# [Consigna dada A]
Por favor, selecciona todas las líneas de las filas que contengan exactamente la cadena "precisely". Distingue entre mayúsculas y minúsculas.

Por: Bruno
Leo con asombro y tristeza la carta que escribió el Papa Francisco a los dubia presentados por cinco cardenales sobre los temas que van a debatirse en el tristemente famoso Sínodo de la sinodalidad. No vamos a entrar en si fue redactada por el propio Papa o por el cardenal Fernández. En realidad da igual: está firmada por el Papa y eso es lo que importa.
Esta “respuesta”, como era de prever dada la confusión actual, no responde a las preguntas, sino que se limita a confundir más las cuestiones en lugar de aclararlas, una forma de actuar que, hasta donde puedo ver, es inédita en el Magisterio de dos milenios de historia de la Iglesia. Desgraciadamente, eso no es lo peor y decía que he leído la respuesta con asombro y tristeza porque me veo obligado a concluir que no es simplemente confusa y errónea, sino que ni siquiera cumple los requisitos mínimos para ser considerada cristiana. Al menos a mi (falible) juicio. Vamos a verlo brevemente.
En la respuesta se encuentran afirmaciones asombrosas, que, hasta donde puedo ver, en cualquier momento de la historia de la Iglesia (excepto el presente, por lo visto), habrían recibido una condena universal por parte de todos los católicos. Por ejemplo:
“f) Por otra parte, es cierto que el Magisterio no es superior a la Palabra de Dios, pero también es verdad que tanto los textos de las Escrituras como los testimonios de la Tradición necesitan una interpretación que permita distinguir su substancia perenne de los condicionamientos culturales. Es evidente, por ejemplo, en los textos bíblicos (como Éx 21,20-21) y en algunas intervenciones magisteriales que toleraban la esclavitud (cf. Nicolás V, Bula Dum Diversas, 1452). No es un tema menor dada su íntima conexión con la verdad perenne de la dignidad inalienable de la persona humana. Esos textos necesitan una interpretación. Lo mismo vale para algunas consideraciones del Nuevo Testamento sobre las mujeres (1 Cor 11,3-10; 1 Tim 2,11-14) y para otros textos de las Escrituras y testimonios de la Tradición que hoy no pueden ser repetidos materialmente”.

Listado de datos:
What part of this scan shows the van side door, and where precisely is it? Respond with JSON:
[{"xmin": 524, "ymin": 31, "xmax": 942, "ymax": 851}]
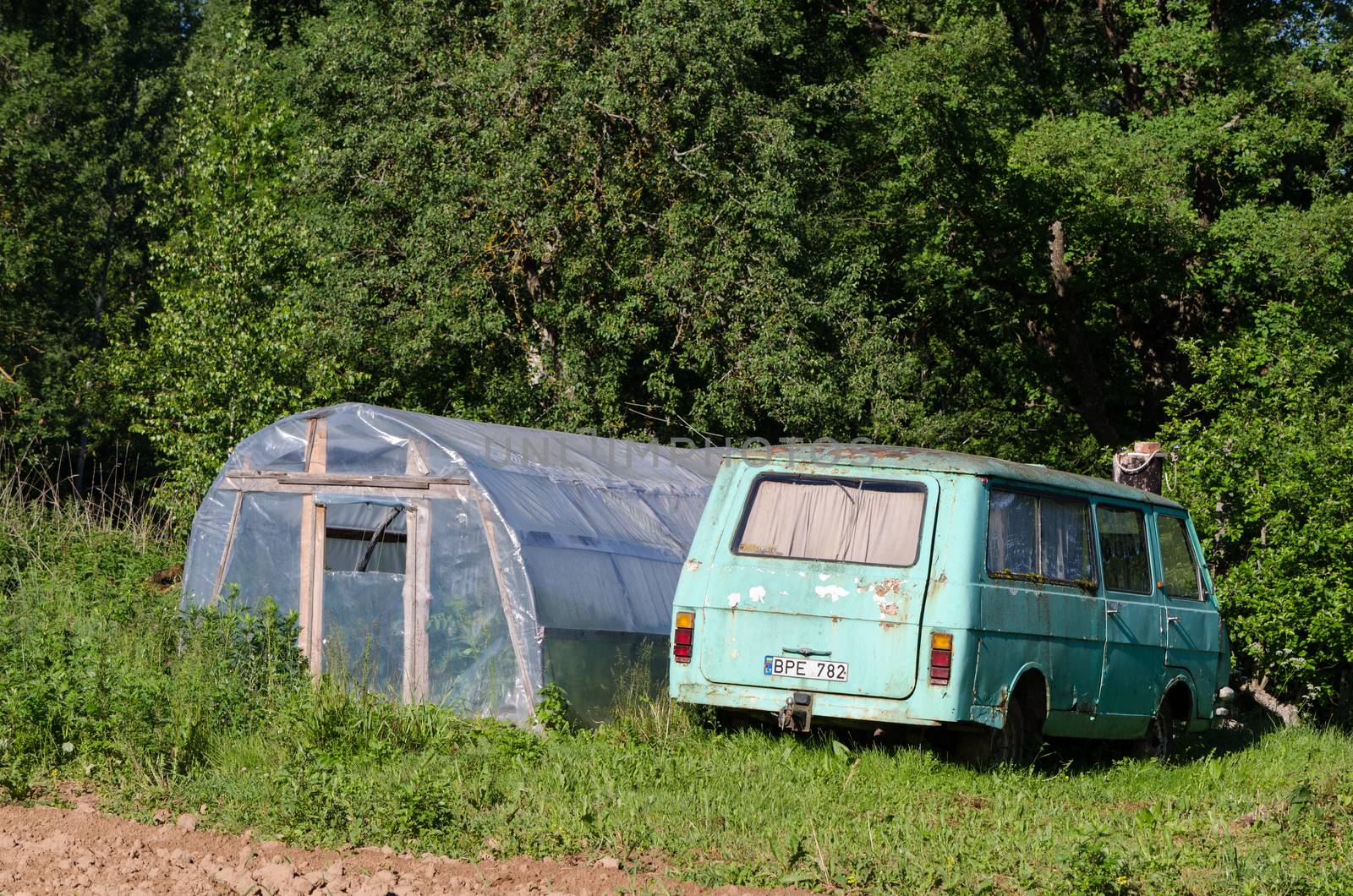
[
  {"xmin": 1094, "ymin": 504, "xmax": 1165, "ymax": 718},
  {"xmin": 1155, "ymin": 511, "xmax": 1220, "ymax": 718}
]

* * *

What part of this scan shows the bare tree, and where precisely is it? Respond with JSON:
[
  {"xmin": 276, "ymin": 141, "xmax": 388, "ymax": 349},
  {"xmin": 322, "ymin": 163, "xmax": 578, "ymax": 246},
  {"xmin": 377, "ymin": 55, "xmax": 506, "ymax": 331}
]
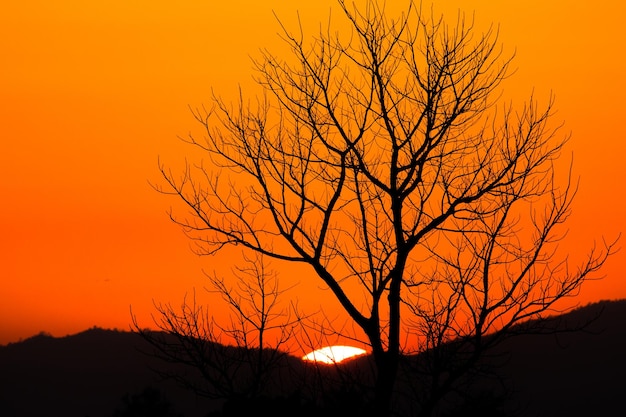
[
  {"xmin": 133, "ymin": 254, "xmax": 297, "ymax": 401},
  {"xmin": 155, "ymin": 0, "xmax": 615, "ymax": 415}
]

--

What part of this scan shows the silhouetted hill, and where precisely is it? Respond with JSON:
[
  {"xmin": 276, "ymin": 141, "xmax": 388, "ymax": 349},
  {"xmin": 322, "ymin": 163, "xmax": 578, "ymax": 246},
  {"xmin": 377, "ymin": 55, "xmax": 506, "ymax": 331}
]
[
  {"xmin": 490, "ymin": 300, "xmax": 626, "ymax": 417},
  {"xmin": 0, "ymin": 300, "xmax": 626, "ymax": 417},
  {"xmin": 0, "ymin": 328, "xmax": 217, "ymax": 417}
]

# [Consigna dada B]
Según el texto sobre la respuesta del Papa Francisco a los dubia, ¿cuántos cardenales presentaron esos dubia?

# [Respuesta final A]
What part of this scan shows the van side door, and where precisely is it? Respond with JSON:
What part of this scan shows the bare tree, and where precisely is it? Respond with JSON:
What part of this scan shows the silhouetted hill, and where precisely is it? Respond with JSON:

# [Respuesta final B]
Cinco cardenales.